— BEGIN Supplied text —

Oasis in Time 

                                                                    THE GIFT OF SHABBAT IN A 24/7 WORLD

We live in an age of constant digital streams, when checking e-mail, tweets and alerts can be compulsive and the thought of unplugging for any length of time, terrifying. Once, the workday ended when we left the workplace to return home. Now, thanks to our Blackberries, iPads and other ubiquitous wireless connections, our work follows us wherever we go.
As the boundaries between professional and personal life erode, and what is important is being replaced by what is urgent, the concept of a day of rest has never been more outdated, and more necessary.

6 consecutive Thursday nights starting the 18th of August, for Adults (Ages 39+), Time: 7:30pm - 9:00pm, Cost: $120 (including student textbook), Course instructor: Mr Robert Kremnizer B.A L.L.B.

The Course will be held at Young Adult Chabad, 36 Flood Street, Bondi, NSW, 2026.

— END Supplied text —

■ Challenge 1: Report only the number of lines in the records below that contain the string "office".

— BEGIN Source data —

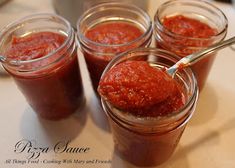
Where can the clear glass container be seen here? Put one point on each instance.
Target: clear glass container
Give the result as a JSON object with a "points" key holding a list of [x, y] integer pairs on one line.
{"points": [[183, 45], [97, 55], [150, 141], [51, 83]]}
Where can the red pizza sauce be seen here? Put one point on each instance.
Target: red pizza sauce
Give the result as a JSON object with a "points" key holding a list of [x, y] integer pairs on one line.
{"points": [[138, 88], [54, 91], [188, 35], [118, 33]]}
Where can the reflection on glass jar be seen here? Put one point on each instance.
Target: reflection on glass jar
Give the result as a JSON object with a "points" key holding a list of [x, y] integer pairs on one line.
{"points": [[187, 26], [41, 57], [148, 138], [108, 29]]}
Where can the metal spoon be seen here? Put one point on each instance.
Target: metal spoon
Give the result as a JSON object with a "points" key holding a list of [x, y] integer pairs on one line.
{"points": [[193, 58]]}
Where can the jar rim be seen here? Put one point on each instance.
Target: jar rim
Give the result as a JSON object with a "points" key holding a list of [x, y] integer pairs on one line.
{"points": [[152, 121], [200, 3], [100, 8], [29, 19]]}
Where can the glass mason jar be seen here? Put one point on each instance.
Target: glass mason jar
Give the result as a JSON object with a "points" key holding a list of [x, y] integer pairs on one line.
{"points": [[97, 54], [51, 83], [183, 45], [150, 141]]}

— END Source data —
— BEGIN Source data —

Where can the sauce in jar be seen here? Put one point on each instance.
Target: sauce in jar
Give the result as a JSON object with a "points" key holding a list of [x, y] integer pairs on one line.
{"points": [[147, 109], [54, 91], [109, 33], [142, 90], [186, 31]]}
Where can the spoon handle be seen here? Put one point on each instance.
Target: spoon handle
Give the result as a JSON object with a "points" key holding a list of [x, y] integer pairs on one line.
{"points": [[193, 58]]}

— END Source data —
— BEGIN Source data —

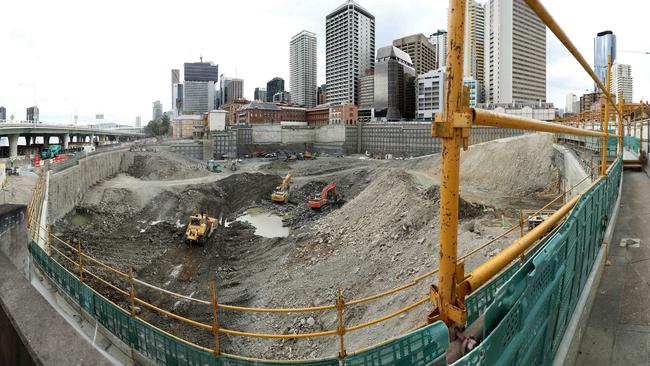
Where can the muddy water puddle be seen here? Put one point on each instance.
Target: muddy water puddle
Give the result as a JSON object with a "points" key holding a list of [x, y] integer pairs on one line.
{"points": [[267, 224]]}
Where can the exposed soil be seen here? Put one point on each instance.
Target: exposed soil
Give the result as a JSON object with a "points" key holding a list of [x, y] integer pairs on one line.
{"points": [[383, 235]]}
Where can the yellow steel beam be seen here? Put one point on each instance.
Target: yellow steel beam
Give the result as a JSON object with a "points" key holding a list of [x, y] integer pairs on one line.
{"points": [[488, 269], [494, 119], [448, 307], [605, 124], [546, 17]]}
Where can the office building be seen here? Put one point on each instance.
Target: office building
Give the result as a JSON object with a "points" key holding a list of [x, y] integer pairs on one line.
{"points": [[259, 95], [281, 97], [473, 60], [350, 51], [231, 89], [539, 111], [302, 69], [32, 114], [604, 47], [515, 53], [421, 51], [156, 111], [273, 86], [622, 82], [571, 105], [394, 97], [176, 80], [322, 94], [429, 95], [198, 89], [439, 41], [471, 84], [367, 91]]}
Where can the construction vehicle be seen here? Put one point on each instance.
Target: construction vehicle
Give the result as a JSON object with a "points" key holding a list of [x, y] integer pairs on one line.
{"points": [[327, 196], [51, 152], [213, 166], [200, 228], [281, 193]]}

— END Source data —

■ Challenge 2: Continue the notice about the Shabbat course from the point where it ends.

■ Answer 1: 2

■ Answer 2:
For any further information feel free to contact Rabbi Danny Yaffe: 0425 152 404, [email protected]

To Register go to www.youngadultchabad.org/register

The course will familiarize students with the traditions and rituals of Shabbat and explore the ways in which they provide a refreshing perspective on such fundamental concepts as work and rest, peace and love, pleasure and synthesis. Students who have never experienced
Shabbat will find refreshing and thought provoking new perspectives on achieving balance in their lives. Those who observe Shabbat will deepen and enrich their understanding.

The course includes:
• Meditations on the value and purpose of life and work.

• A formula for self-mastery and retaining transcendence while immersed in the pursuit of work and engagement.

• A model for discovering the balance between living in and enjoying the moment while planning and preparing constructively for the future.

• Strategies for conflict resolution and enriching personal relationships.

• A roadmap to happiness, enjoyment, and fulfillment within a healthy synthesis of discipline and pleasure.

Lesson One: The Gift of Rest.

What is the role of rest? Is it merely a pause to recharge and re-energize before returning to work? Or can it play a more active role, allowing the work itself to mature in a way that is not possible while one is active?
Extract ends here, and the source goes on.